What is being asked
Only some lines are wanted: please transcribe exactly those from the one containing "point: small side" through the end of the data, pictures excluded.

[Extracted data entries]
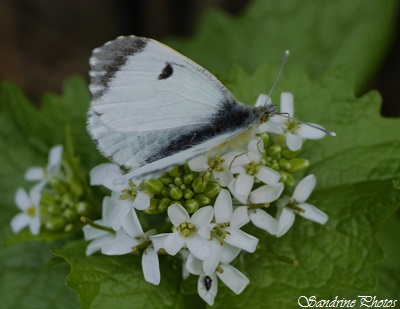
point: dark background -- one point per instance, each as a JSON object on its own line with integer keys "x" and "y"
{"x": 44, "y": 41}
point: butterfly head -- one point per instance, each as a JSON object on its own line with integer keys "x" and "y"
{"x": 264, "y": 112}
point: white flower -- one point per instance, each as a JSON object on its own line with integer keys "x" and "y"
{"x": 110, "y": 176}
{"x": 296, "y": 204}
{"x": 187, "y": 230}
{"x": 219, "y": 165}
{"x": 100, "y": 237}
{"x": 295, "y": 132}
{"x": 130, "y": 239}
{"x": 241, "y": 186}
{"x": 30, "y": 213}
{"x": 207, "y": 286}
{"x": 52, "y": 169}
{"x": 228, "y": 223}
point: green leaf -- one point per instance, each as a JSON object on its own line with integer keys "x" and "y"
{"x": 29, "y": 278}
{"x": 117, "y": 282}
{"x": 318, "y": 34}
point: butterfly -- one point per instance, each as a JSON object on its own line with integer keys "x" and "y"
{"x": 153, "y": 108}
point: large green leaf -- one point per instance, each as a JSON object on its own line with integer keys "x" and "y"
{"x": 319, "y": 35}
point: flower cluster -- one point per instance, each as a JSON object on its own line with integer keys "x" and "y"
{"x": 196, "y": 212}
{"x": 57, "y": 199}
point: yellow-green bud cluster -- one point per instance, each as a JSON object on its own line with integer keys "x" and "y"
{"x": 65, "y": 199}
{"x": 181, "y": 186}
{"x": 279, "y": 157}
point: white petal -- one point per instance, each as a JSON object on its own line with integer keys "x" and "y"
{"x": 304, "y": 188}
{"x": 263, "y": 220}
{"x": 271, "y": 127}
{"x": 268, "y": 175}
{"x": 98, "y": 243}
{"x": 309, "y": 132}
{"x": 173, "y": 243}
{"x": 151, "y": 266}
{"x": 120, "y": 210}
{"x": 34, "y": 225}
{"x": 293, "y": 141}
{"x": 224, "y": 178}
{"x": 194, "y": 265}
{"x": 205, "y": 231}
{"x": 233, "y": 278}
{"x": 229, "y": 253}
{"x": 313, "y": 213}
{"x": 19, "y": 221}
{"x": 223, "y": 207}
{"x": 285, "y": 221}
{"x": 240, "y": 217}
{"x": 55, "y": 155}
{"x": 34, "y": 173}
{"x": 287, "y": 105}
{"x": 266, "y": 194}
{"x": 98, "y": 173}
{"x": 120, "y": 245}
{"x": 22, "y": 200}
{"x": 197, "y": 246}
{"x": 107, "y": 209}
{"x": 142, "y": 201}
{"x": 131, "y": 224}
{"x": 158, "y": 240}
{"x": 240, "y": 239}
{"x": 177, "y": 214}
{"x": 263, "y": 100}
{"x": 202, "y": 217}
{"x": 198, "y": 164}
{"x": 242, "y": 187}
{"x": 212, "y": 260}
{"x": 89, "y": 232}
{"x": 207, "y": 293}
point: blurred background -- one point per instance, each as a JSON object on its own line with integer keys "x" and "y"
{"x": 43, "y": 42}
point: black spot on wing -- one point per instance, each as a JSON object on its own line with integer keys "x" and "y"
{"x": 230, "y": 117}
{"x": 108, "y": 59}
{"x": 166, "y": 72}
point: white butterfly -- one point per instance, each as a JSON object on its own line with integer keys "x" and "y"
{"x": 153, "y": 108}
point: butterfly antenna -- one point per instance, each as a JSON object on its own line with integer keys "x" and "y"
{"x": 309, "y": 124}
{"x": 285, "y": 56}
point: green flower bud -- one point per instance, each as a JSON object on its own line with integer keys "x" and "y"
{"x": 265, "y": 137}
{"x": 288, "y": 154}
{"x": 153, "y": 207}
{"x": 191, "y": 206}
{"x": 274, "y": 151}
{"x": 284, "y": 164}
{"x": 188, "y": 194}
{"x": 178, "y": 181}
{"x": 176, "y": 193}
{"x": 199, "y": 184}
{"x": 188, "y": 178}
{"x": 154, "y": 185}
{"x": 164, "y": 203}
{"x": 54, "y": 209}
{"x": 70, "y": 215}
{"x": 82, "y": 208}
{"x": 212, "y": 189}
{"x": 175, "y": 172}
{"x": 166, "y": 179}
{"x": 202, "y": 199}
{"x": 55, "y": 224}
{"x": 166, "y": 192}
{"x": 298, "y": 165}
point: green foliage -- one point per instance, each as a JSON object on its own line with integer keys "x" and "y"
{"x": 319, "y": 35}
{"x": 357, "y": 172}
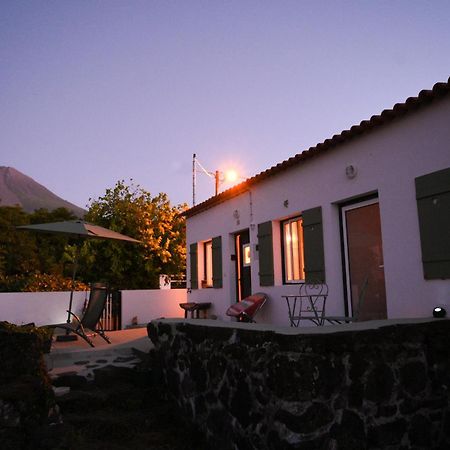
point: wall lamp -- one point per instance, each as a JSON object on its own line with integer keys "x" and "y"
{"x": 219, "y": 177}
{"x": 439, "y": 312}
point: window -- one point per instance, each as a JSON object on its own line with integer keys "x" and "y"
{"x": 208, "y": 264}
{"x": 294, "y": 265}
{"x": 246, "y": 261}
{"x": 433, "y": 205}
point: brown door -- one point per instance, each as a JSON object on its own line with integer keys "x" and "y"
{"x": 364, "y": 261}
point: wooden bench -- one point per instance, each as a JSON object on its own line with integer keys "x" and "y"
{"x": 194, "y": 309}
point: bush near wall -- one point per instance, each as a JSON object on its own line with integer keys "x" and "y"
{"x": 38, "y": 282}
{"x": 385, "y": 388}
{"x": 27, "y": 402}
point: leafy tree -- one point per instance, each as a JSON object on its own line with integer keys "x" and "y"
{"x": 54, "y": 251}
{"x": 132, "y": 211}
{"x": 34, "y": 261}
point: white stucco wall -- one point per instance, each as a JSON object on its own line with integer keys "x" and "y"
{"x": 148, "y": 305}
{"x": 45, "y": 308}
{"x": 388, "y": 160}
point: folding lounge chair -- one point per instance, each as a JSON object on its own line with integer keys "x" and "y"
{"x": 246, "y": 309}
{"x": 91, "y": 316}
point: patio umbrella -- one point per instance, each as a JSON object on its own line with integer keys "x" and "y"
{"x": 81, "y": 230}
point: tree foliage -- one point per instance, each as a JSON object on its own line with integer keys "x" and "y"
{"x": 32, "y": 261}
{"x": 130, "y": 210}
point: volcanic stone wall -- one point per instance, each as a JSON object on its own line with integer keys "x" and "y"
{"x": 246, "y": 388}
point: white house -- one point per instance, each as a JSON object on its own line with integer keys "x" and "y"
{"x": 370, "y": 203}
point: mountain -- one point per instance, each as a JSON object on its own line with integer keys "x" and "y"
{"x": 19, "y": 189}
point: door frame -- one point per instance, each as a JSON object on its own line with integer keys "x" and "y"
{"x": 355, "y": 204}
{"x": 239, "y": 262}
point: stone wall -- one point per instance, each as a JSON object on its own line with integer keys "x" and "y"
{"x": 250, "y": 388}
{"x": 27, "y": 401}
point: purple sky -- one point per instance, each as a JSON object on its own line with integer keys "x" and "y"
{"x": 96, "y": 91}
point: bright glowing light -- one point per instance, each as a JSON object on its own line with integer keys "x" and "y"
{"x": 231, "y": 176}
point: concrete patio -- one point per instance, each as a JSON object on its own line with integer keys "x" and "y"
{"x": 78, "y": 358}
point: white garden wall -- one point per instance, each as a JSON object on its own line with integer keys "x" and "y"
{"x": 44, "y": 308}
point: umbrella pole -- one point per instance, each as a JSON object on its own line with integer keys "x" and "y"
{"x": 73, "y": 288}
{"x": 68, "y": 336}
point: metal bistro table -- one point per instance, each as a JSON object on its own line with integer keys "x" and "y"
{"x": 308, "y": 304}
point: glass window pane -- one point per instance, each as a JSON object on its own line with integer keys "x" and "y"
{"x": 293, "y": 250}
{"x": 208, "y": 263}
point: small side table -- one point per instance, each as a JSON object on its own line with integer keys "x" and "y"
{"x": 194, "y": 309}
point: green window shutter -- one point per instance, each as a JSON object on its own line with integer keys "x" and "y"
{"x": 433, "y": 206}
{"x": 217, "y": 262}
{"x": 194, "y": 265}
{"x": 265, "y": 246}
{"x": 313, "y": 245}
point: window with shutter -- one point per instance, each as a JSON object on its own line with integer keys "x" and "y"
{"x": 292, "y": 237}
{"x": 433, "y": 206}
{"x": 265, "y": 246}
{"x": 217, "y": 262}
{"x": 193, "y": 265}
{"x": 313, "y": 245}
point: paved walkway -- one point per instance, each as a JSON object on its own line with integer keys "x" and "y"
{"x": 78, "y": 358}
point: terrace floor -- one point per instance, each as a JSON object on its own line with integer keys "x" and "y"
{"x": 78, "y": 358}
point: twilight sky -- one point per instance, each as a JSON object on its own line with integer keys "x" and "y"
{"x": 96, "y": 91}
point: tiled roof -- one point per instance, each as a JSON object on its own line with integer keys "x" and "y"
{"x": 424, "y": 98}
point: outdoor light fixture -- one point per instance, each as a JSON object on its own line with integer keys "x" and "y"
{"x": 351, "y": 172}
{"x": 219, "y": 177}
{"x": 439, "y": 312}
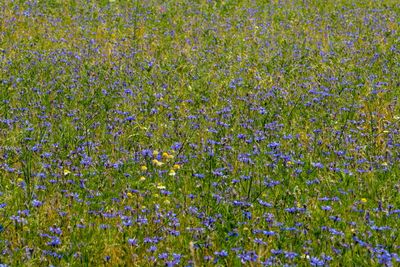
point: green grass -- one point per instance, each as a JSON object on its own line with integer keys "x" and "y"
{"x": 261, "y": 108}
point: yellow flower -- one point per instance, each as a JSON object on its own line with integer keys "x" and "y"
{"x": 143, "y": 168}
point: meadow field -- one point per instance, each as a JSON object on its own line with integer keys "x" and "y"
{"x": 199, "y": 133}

Answer section
point: small side table -- one point per instance, each as a JSON object on its own line with integer keys "x" and "y"
{"x": 194, "y": 309}
point: green window shutter -- one point per instance, each as a JSON object on its own line with integer keys "x" and "y"
{"x": 433, "y": 206}
{"x": 217, "y": 262}
{"x": 194, "y": 265}
{"x": 265, "y": 246}
{"x": 313, "y": 245}
point: window with shutter -- one point per instance, each as a JSON object on its own line with integer keys "x" and "y"
{"x": 292, "y": 237}
{"x": 433, "y": 206}
{"x": 265, "y": 246}
{"x": 217, "y": 262}
{"x": 193, "y": 265}
{"x": 313, "y": 245}
point: paved walkway -- one point per instance, each as a JSON object on its own line with integer keys "x" and "y"
{"x": 78, "y": 358}
point: terrace floor -- one point per instance, each as a JSON object on its own line with integer keys "x" and "y"
{"x": 78, "y": 358}
point: twilight sky -- one point per instance, each as a JSON object on its own line with integer keys "x" and "y"
{"x": 96, "y": 91}
point: tiled roof -- one point per instance, each as a JSON object on its own line with integer keys "x" and "y"
{"x": 424, "y": 98}
point: outdoor light fixture -- one point per instance, each as a JSON object on its own line with integer keys "x" and "y"
{"x": 351, "y": 172}
{"x": 219, "y": 177}
{"x": 439, "y": 312}
point: green grass -- one point per instance, each as a JSON object on its own line with integer keys "x" and "y"
{"x": 261, "y": 108}
point: yellow flower -- one point per instance, each as a JSON object on its own line with integer keys "x" and "y"
{"x": 143, "y": 168}
point: meadow field -- one point per instance, each as a JSON object on its own line with integer keys "x" and "y"
{"x": 199, "y": 133}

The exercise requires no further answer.